> [Stated goal]:
Please print every line from the one containing "For each instance of the shadow" through the last line of the records below, exactly as written and nothing more.

Stored entries:

================

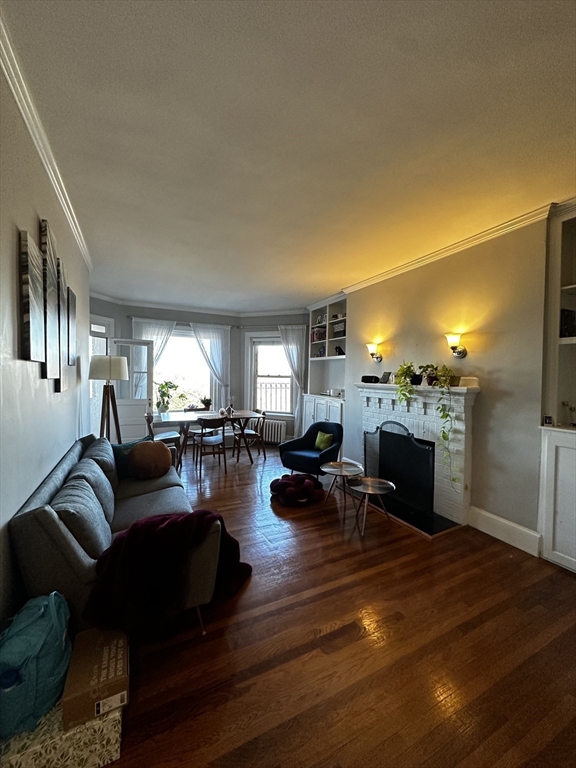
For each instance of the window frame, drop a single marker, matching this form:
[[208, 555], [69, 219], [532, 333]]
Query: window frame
[[251, 338]]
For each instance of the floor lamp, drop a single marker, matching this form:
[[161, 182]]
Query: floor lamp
[[108, 368]]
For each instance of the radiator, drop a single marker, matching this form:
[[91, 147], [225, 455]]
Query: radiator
[[274, 431]]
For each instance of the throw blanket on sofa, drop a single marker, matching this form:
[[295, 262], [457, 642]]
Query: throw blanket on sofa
[[140, 577]]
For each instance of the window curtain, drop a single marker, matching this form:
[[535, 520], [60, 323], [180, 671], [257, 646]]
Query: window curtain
[[295, 342], [214, 343], [158, 331]]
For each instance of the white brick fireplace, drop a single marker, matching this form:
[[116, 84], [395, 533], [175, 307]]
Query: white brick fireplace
[[419, 416]]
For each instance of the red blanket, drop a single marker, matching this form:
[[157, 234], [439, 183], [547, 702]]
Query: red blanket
[[140, 577]]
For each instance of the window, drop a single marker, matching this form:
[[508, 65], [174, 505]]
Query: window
[[182, 363], [272, 381]]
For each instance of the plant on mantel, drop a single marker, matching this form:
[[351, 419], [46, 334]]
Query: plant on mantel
[[438, 377]]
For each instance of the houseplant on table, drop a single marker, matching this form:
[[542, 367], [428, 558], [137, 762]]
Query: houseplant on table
[[166, 391]]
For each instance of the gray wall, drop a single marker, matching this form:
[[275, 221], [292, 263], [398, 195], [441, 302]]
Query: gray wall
[[37, 425], [494, 291]]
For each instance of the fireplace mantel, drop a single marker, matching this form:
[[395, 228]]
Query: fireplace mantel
[[379, 403]]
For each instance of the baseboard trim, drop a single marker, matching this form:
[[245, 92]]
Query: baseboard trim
[[511, 533]]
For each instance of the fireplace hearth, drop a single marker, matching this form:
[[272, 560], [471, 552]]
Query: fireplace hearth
[[419, 416], [392, 453]]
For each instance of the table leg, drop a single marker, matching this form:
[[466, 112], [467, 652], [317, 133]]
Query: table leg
[[328, 492]]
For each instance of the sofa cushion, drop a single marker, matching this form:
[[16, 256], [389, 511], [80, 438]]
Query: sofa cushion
[[121, 452], [148, 460], [132, 487], [101, 452], [88, 470], [77, 506], [163, 502]]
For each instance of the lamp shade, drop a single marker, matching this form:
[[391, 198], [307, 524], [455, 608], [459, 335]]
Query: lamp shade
[[108, 368]]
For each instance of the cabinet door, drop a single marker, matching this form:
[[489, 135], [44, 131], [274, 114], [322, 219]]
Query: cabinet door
[[308, 416], [320, 409], [334, 411]]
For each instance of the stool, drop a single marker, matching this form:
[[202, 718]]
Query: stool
[[341, 469], [371, 486]]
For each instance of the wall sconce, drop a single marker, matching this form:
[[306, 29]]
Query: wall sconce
[[373, 350], [453, 340]]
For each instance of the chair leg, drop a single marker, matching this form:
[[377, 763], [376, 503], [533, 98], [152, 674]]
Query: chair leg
[[200, 619]]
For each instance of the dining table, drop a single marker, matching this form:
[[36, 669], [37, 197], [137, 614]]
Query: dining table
[[185, 419]]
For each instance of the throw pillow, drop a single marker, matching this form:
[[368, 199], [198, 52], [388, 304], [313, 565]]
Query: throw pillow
[[149, 460], [81, 512], [323, 441], [121, 453]]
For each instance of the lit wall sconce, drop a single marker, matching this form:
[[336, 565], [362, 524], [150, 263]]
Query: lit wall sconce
[[453, 340], [373, 350]]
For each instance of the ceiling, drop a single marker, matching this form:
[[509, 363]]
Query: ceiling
[[259, 156]]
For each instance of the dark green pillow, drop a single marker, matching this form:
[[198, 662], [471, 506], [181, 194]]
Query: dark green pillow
[[121, 451], [323, 441]]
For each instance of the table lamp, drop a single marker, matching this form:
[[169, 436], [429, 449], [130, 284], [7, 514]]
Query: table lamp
[[108, 368]]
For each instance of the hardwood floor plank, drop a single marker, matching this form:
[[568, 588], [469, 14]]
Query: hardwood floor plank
[[386, 650]]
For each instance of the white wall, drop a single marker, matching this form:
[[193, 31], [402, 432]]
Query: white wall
[[495, 291], [37, 425]]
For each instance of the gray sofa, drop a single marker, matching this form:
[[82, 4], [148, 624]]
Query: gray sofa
[[73, 516]]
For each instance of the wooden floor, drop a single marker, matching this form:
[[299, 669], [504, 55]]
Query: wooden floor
[[390, 650]]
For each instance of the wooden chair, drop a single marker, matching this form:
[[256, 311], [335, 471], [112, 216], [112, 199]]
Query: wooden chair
[[211, 440], [255, 435]]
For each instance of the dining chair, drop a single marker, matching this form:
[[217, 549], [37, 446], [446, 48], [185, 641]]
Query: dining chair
[[211, 440], [255, 435], [168, 438]]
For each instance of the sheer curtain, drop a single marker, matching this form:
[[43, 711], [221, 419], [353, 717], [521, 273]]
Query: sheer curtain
[[295, 342], [159, 331], [214, 343]]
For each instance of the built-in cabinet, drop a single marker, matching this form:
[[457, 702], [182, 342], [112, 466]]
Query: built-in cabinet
[[327, 345], [560, 359], [556, 508], [317, 408]]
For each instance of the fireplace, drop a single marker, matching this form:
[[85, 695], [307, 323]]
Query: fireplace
[[451, 484], [393, 453]]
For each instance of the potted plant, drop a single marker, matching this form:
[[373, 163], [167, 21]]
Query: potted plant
[[166, 390], [405, 379]]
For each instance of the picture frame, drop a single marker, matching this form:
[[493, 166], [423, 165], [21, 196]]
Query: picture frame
[[32, 328], [71, 327], [51, 365]]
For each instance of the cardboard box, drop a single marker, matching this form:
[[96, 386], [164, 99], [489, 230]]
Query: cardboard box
[[91, 745], [97, 680]]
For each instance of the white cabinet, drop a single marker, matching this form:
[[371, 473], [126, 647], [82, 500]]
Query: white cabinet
[[557, 507], [327, 348], [560, 359], [322, 409]]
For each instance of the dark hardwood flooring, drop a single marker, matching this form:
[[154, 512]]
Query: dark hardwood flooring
[[388, 651]]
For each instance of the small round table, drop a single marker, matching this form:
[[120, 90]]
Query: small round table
[[341, 469], [371, 486]]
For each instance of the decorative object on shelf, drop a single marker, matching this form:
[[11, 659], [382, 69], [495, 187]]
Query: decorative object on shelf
[[166, 391], [373, 352], [109, 368], [458, 350]]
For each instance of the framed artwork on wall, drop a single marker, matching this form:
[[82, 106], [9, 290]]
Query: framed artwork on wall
[[51, 364], [60, 383], [71, 327], [32, 300]]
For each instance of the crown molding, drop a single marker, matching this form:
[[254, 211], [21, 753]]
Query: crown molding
[[197, 310], [509, 226], [15, 78]]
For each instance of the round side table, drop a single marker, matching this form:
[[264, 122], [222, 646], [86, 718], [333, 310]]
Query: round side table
[[371, 486], [343, 469]]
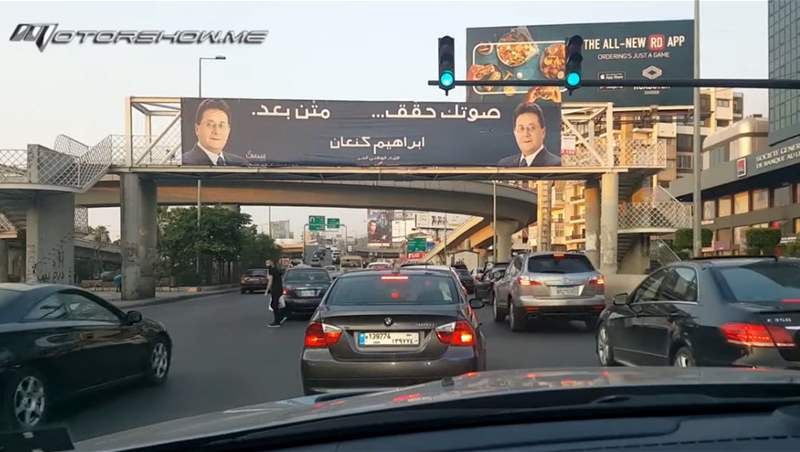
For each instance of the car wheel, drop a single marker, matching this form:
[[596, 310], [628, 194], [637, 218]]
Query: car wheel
[[159, 361], [499, 314], [605, 353], [514, 321], [25, 403], [683, 358]]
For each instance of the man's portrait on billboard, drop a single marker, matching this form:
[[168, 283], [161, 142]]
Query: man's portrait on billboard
[[530, 133], [212, 128]]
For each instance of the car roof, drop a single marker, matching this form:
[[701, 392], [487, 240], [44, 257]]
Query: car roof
[[401, 271]]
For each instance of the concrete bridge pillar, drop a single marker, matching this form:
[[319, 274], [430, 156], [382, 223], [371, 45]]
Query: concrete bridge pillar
[[609, 205], [139, 235], [49, 245], [504, 231], [592, 196], [3, 260]]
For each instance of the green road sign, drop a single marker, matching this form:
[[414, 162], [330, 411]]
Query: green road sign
[[417, 245], [316, 223]]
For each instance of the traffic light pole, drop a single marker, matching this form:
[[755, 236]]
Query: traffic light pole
[[680, 83], [697, 244]]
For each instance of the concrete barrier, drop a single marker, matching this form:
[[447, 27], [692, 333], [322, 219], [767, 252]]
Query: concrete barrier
[[621, 283]]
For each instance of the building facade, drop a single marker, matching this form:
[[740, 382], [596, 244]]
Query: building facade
[[751, 172]]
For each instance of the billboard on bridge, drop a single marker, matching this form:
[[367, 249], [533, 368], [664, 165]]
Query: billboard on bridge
[[256, 132], [379, 227], [611, 51]]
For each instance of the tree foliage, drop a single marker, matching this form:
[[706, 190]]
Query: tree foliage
[[762, 240], [220, 239], [257, 248]]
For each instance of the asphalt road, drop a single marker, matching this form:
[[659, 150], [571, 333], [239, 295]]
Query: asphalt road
[[224, 357]]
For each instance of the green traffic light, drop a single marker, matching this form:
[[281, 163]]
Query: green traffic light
[[573, 79], [446, 79]]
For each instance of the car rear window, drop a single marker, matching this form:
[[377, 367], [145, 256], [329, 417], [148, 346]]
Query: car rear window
[[393, 290], [256, 273], [762, 282], [463, 273], [307, 276], [569, 263]]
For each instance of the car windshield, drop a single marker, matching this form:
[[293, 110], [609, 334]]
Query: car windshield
[[568, 263], [402, 289], [763, 282], [307, 276], [256, 273]]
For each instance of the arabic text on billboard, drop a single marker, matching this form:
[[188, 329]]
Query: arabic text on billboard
[[611, 51], [254, 132], [379, 227]]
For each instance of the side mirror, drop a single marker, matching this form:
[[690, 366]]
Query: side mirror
[[133, 317]]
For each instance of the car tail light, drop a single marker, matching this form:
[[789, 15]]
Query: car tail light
[[599, 284], [525, 281], [456, 333], [321, 335], [755, 335]]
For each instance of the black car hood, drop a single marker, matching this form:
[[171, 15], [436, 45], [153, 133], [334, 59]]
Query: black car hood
[[474, 384]]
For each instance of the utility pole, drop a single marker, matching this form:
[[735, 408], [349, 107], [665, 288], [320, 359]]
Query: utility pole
[[697, 244]]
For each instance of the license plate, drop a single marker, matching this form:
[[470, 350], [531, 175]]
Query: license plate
[[568, 291], [387, 338]]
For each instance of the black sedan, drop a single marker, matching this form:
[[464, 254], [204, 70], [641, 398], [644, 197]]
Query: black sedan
[[303, 289], [57, 342], [707, 312], [382, 329]]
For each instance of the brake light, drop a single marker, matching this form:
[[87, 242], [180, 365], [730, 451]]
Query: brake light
[[456, 333], [755, 335], [525, 281], [321, 335], [599, 284]]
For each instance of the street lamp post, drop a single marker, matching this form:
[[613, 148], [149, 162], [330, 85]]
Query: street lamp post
[[304, 242], [199, 182]]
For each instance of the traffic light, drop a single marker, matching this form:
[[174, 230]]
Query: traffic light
[[572, 64], [447, 65]]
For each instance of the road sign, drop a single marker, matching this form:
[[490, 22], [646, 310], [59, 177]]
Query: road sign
[[316, 223], [417, 245]]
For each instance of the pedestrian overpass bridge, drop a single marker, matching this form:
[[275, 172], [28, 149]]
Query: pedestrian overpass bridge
[[40, 187]]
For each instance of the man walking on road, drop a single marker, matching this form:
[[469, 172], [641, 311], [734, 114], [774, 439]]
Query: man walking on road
[[273, 293]]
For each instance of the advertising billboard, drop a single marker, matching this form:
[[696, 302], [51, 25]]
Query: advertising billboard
[[255, 132], [611, 51], [379, 227]]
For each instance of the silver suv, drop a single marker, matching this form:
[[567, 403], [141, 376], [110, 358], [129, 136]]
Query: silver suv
[[549, 285]]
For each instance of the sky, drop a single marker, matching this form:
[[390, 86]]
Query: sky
[[330, 50]]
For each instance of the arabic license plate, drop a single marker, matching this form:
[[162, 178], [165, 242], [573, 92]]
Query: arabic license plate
[[565, 290], [387, 338]]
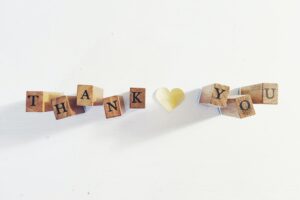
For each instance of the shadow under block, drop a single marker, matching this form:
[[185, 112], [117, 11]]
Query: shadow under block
[[263, 93], [239, 106], [215, 94], [66, 106], [137, 97], [40, 101], [89, 95], [113, 106]]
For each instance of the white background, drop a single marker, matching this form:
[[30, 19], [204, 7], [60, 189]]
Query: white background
[[191, 153]]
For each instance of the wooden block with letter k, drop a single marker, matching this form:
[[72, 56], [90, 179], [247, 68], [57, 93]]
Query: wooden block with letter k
[[40, 101], [113, 106], [263, 93], [89, 95], [137, 97], [66, 106]]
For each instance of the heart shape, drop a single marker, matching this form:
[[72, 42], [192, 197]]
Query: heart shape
[[169, 100]]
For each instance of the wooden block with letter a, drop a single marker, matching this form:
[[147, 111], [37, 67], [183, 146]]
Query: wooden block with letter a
[[263, 93], [66, 106], [113, 106], [239, 106], [40, 101], [215, 94], [137, 97], [89, 95]]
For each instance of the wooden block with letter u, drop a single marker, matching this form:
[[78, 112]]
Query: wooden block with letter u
[[89, 95], [263, 93], [40, 101], [137, 97], [66, 106], [239, 106], [215, 94], [113, 106]]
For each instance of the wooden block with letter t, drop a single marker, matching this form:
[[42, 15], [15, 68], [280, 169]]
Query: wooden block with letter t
[[137, 97], [113, 106], [89, 95], [40, 101], [239, 106], [215, 94], [66, 106], [263, 93]]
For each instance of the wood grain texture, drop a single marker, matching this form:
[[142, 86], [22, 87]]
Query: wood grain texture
[[113, 106], [66, 106], [40, 101], [239, 106], [89, 95], [137, 98], [215, 94], [262, 93]]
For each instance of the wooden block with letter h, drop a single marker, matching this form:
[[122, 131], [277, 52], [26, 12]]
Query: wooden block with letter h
[[113, 106], [239, 106], [66, 106], [89, 95], [215, 94], [263, 93], [137, 97], [40, 101]]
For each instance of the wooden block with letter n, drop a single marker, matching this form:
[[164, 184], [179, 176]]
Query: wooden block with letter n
[[263, 93], [239, 106], [215, 94], [89, 95], [137, 97], [113, 106], [66, 106], [40, 101]]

================

> [Exercise answer]:
For each instance of the shadow under block, drop a single marker, matching this form:
[[185, 112], [117, 11]]
Query: shadow under block
[[263, 93], [239, 106], [215, 94], [66, 106], [137, 97], [40, 101], [89, 95], [113, 106]]
For each instance of the white background, drop a single marker, matching this form:
[[30, 19], [204, 7], [60, 189]]
Query: white background
[[191, 153]]
For each instance of the wooden block with letter k, drop a single marker, matching this form:
[[72, 56], [90, 179], [247, 68], [57, 93]]
Query: wooden block with letter k
[[40, 101], [113, 106], [263, 93], [89, 95], [137, 97], [66, 106]]
For each instance of the heart shape, drop a single marker, matching this form:
[[72, 42], [192, 197]]
Query: heart shape
[[169, 100]]
For each instance of the wooden block with letter a, drop a single marker, matching this form:
[[147, 111], [37, 67], [183, 146]]
Query: wooden block with letter a
[[263, 93], [66, 106], [113, 106], [239, 106], [40, 101], [215, 94], [137, 97], [89, 95]]
For each instance of the wooden block with letter u, drop a single marker, matching this form:
[[78, 112]]
Query: wooden block with letter u
[[89, 95], [263, 93], [40, 101], [137, 97], [66, 106], [239, 106], [215, 94], [113, 106]]
For each instance of the wooden block with letter t, drop a single marker, matching this form:
[[42, 15], [15, 68], [280, 169]]
Query: wooden block with letter t
[[137, 97], [113, 106], [89, 95], [40, 101], [239, 106], [215, 94], [66, 106], [263, 93]]
For each instance of the wood grain texture, drop a single marker, matching this form:
[[142, 86], [22, 87]]
Query: wood grain texture
[[113, 106], [66, 106], [40, 101], [239, 106], [89, 95], [137, 98], [215, 94], [262, 93]]
For each instance of the wooden block with letter h, drop a single marker, matching this form:
[[122, 131], [277, 52], [26, 12]]
Query: wooden block with letter h
[[113, 106], [239, 106], [66, 106], [89, 95], [215, 94], [263, 93], [137, 97], [40, 101]]
For each instance of the wooden block with letter n, drop a single marker, matching this form:
[[164, 184], [179, 176]]
Query: wooden block with letter n
[[263, 93], [239, 106], [215, 94], [89, 95], [137, 97], [113, 106], [66, 106], [40, 101]]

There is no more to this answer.